## Entries provided
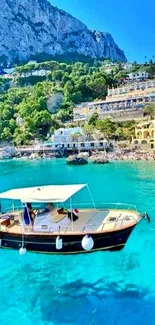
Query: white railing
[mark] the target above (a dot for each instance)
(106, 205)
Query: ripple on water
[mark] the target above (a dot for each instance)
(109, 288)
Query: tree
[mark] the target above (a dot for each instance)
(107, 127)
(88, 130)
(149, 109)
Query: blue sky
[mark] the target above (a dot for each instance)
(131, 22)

...

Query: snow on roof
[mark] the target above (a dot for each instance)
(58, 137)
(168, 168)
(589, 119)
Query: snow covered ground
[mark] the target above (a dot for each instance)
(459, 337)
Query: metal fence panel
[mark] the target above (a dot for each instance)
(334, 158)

...

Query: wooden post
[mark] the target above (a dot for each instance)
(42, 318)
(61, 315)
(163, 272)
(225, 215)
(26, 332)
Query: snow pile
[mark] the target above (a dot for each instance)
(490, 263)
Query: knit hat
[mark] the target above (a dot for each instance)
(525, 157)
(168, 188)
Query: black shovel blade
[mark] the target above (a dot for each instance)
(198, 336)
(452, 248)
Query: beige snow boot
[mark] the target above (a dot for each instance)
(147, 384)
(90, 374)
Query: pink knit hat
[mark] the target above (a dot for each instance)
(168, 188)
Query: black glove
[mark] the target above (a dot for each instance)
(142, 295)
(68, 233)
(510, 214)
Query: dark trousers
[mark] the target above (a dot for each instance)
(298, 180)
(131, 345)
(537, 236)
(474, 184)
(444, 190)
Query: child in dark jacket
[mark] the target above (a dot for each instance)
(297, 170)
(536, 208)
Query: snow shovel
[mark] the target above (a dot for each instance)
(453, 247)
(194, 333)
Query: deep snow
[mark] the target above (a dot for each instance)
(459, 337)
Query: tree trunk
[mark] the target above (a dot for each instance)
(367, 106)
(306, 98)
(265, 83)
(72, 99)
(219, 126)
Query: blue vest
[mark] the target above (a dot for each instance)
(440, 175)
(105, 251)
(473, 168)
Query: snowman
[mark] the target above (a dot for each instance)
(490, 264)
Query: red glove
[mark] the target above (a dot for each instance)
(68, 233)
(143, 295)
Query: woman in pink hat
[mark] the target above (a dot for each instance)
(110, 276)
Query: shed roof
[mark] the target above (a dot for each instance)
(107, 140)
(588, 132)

## Exercise
Give only the lines from the one holding "Query: black glove" through the one holding "Query: snow shovel", each restated exactly as it appears above.

## Task answer
Query: black glove
[mark] the target above (a dot for each instance)
(142, 295)
(68, 233)
(510, 214)
Query: dark trousers
[mark] the target above (a dot for each instance)
(298, 180)
(131, 345)
(537, 236)
(474, 184)
(444, 190)
Query: child in dark jacket
[mark] the target above (a dot for each instance)
(297, 170)
(536, 208)
Query: snow shovel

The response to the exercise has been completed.